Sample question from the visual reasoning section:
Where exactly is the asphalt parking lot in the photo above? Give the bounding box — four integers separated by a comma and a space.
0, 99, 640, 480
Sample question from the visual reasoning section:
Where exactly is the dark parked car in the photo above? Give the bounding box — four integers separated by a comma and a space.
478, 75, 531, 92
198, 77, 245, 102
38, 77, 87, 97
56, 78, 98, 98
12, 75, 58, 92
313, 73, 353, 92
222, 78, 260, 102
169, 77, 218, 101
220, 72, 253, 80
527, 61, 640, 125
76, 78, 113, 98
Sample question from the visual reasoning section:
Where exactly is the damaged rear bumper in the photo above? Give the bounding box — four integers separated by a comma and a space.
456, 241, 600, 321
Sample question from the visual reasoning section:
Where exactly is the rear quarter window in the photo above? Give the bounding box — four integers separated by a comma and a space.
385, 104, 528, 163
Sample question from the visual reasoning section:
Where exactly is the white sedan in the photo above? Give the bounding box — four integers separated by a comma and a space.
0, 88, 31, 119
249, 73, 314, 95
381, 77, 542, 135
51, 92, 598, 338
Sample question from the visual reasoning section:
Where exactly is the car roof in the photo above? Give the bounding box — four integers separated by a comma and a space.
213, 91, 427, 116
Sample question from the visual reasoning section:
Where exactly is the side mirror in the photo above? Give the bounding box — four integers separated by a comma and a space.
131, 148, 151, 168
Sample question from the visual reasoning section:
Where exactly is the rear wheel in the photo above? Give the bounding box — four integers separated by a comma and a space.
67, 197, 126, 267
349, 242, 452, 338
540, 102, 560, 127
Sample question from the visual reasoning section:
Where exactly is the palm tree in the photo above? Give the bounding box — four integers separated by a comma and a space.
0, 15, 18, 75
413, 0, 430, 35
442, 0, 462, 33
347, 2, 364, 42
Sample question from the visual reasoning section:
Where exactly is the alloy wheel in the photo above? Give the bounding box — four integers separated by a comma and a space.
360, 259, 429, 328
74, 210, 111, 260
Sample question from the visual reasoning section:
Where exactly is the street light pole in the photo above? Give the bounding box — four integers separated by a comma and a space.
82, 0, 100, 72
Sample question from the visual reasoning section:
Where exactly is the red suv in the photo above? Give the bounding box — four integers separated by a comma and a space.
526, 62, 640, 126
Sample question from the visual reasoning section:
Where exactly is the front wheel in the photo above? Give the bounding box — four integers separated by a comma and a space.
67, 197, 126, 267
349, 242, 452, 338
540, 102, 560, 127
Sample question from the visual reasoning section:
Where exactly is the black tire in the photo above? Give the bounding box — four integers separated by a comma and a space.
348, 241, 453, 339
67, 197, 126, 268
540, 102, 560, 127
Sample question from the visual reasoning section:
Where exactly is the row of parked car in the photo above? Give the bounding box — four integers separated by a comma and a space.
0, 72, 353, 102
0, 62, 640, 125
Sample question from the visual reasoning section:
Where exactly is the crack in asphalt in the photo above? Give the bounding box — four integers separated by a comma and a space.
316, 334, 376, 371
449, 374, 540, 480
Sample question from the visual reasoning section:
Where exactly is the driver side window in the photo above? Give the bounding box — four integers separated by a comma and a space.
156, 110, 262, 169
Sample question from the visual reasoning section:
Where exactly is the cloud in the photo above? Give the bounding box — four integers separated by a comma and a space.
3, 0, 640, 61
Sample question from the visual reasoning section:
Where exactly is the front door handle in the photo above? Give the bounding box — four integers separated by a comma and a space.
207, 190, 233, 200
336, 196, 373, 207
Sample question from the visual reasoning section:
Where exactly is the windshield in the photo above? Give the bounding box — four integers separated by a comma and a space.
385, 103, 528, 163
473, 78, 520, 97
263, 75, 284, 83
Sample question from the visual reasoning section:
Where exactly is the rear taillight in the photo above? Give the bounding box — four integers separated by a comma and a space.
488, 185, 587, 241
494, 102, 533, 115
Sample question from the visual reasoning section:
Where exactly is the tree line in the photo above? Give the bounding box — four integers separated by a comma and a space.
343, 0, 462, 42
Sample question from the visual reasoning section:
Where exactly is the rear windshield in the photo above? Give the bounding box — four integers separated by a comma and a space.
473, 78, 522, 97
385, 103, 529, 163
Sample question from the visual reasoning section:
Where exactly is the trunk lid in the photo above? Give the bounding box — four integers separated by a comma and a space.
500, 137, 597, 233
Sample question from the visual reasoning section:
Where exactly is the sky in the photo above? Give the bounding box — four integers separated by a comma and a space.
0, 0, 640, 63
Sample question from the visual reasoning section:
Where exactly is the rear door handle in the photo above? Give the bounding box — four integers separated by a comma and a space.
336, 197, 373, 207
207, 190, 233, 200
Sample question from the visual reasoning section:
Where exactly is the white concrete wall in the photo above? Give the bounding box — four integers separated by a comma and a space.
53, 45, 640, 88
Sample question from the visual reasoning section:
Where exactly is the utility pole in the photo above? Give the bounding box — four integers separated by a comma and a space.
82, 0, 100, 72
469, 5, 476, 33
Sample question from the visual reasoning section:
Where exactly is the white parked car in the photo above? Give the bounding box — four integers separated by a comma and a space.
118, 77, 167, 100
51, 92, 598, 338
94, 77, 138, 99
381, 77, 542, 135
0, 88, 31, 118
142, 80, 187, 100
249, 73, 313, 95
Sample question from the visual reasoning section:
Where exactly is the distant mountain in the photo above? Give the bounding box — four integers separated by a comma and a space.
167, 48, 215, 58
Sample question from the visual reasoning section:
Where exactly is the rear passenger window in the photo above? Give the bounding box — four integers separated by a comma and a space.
+++
* **What to do**
Reproduce all of the material above word for word, keeping every line and number unchanged.

* **Exercise result**
Sample question from the visual reasoning section:
Where exactly is the asphalt parking lot in the photo above? Give the bounding box — four integers separated by a comma and a space.
0, 99, 640, 480
Sample question from the visual reasoning section:
Where exactly is the dark parked car in the photo above? Give the bounding box — four integers separated by a comma and a space.
478, 75, 531, 92
198, 77, 245, 102
38, 77, 87, 97
56, 78, 98, 98
12, 75, 58, 92
313, 73, 353, 92
222, 78, 260, 102
169, 77, 218, 101
220, 72, 253, 80
527, 61, 640, 125
76, 78, 113, 98
Sample question from the visual reasoning section:
Where exactly is the damaged rear bumper in the photo above? Give the bounding box — four integers separated by a comma and a space.
456, 241, 600, 321
Sample question from the visual reasoning section:
Where exactly is the rear quarter window in the photo above? Give the bounding box — four integers separated by a comma and a space.
385, 104, 528, 163
Sample question from the visual reasoning section:
Where exactly is the white sedan in the photo above? Give the bounding box — four integers separated by a comma and a space.
0, 88, 31, 119
249, 73, 314, 95
381, 77, 542, 135
51, 92, 598, 338
Sample question from the visual reasoning section:
Where exactly is the car roof in the photo above? Give the bounding box — four integers separated by a comma and a space.
213, 91, 427, 116
Sample question from the visual reasoning section:
Where exactly is the side mirror in the photo above? Give the bounding box — four integers separated by a comma and a space.
131, 148, 151, 168
Sample question from the visual reasoning section:
Where exactly is the rear wheel in the photo above? Give the bounding box — four integers separated by a comma and a space.
67, 197, 126, 267
349, 242, 452, 338
540, 102, 560, 127
Sample question from the visual reasoning section:
Where exactly is the palm tree in the photo above? Give the bounding box — four integers separated by a comma and a space.
0, 15, 18, 75
413, 0, 430, 35
442, 0, 462, 33
347, 2, 364, 42
Sample question from the visual reasoning section:
Where exactly is the alloy wheel in the photo above? Give the bounding box — four integers separated by a comma and a space.
360, 259, 429, 328
74, 210, 111, 260
Sample question from the visual reasoning section:
Where exactly is the street light pole in the photo above? Give the bounding box — four integers separated by a comma and a space.
82, 0, 100, 72
Sample question from the visual reasoning section:
Where exactly is the red suv in the photo above? Give the bounding box — four integers separated by a comma and a space.
526, 62, 640, 126
Sample question from the visual reasoning section:
Where exactly is the front wheel in the photo above? Give the bounding box — four integers separated by a comma and a space.
67, 197, 126, 267
349, 242, 452, 338
540, 102, 560, 127
Sample question from the visual reasoning section:
Where exactly is the black tire in the photo above? Give the bounding box — four integers separated by a comma and a space.
348, 241, 453, 339
67, 197, 126, 268
540, 102, 560, 127
Sample question from the visual reasoning section:
Where exactly is the row of parked car in the photo above? Give the bounding box — four integers separated by a comma and a space.
0, 72, 353, 102
0, 62, 640, 125
Sample question from the visual reasoning section:
Where exactly is the crack in asphalt in the photo above? Give the bounding box — four integers separated by a comma and a space.
316, 334, 376, 371
449, 374, 540, 480
Sample question from the visual reasoning section:
Where exactly is the driver side window in the photo above? Give the bounding box — four integers separated by a comma and a space.
156, 110, 262, 169
Sample question from the visual reasoning section:
Where exactly is the cloud in the photo above? Give the bounding box — four integers separated by a comma and a space.
3, 0, 640, 61
Sample question from the visual reasoning section:
Where exactly is the front door handle in the photo above? Give the bounding box — four integers separated by a comma and a space.
207, 190, 233, 200
336, 196, 373, 207
Sample question from the visual reasoning section:
Where exactly is the windshield in the photo above? Give the bounding box — four integers separated by a comma and a space.
385, 103, 528, 163
473, 78, 520, 97
263, 75, 284, 83
Sample question from the visual reasoning section:
Where exactly is the rear taillight in the photo above? Give the bounding box — four integers separated by a comma and a space.
488, 185, 587, 241
494, 102, 533, 115
Sample question from the visual reasoning section:
Where exactly is the tree line in the photo above? Give the bounding box — four integers separated by a comma and a space.
343, 0, 462, 42
Sample question from the visual reasoning section:
Where exactly is the rear windshield in the photo above? Give the bounding box — four integers separated by a comma and a space.
473, 78, 522, 97
385, 103, 529, 163
Sample question from the visual reasoning section:
Where exactly is the trunk lid in the photo above? Give the bounding box — four integers separated by a comma and a space.
500, 137, 597, 233
Sample question from the visual reasoning section:
Where exactly is the sky in the photo above? Give the bounding box — four integers separated by a comma and a space.
0, 0, 640, 63
Sample question from the visual reasoning section:
Where exactly is the rear door handle in the photo above? Give the bounding box — four integers separated by a comma and a space.
336, 197, 373, 207
207, 190, 233, 200
Sample question from the visual reasoning section:
Where exactly is the white concrete wall in the photo above? Give the bounding box — four integers separated by a comma and a space.
53, 45, 640, 88
Sample question from the visual reasoning section:
Where exactly is the utility pole in the photo above? Give the bounding box — four integers separated by a comma and a space.
82, 0, 100, 72
469, 5, 476, 33
Sample question from the visual reasoning section:
Where exactly is the white parked car in the photo above? Give the bounding box — four integers separated by a comma and a space.
118, 77, 167, 100
51, 92, 598, 338
94, 77, 138, 99
381, 77, 542, 135
0, 88, 31, 118
142, 80, 187, 100
249, 73, 313, 95
Sample question from the visual reasoning section:
Where exactly is the distant mountain in the photo above? Give the bounding box — four integers separated by a comma and a space.
167, 48, 215, 58
Sample question from the visual reasoning section:
Where exactly is the rear passenger window in the photo above? Give the bounding box — four integers separated by a comma and a space.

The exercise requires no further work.